Dataset entries
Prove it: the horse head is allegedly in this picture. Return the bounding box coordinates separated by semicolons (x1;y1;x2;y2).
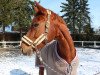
21;2;57;55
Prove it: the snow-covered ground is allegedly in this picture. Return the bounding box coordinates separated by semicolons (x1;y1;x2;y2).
0;48;100;75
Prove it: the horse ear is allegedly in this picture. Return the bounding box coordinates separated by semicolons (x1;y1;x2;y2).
33;1;46;14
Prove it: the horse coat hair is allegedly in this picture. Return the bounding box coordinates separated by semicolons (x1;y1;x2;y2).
36;40;79;75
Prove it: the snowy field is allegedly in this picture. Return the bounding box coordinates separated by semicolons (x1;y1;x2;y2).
0;48;100;75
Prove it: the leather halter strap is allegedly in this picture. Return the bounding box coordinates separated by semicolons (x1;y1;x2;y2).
22;10;51;48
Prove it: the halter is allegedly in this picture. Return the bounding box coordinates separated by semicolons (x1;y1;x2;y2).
22;10;51;48
22;10;72;75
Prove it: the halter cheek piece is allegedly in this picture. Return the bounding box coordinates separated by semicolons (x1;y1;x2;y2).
22;10;51;48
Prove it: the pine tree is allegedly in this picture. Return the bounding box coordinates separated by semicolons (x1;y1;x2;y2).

BRIEF = Lay out the stretch of items from the line containing "Prove it: the horse coat" through the end of the items as a numbered list, with any blank lines omitted.

FINISHED EXERCISE =
1. Prove it: the horse coat hair is allegedly in this picture. Return the bounding box coordinates separated by semicolons (x1;y1;x2;y2).
2. 36;40;79;75
3. Prove it: the snowy field is allegedly in this picture. Return the bounding box coordinates separated by semicolons (x1;y1;x2;y2).
4. 0;48;100;75
5. Prove it: the leather halter strap is allegedly in this picture. Return the bounding box coordinates separated by semicolons (x1;y1;x2;y2).
6. 22;10;51;48
7. Prove it: the halter is allegedly in this picture. Return the bounding box coordinates separated by semicolons (x1;y1;x2;y2).
8. 22;10;51;48
9. 22;10;72;75
10. Prove it: the halter cheek piece is allegedly in this picture. Return the bounding box coordinates separated by semicolons (x1;y1;x2;y2).
11. 22;10;51;48
12. Prove it: the pine tree is allegedly in this picture. Return the bounding box coordinates separated by semicolons (x1;y1;x2;y2).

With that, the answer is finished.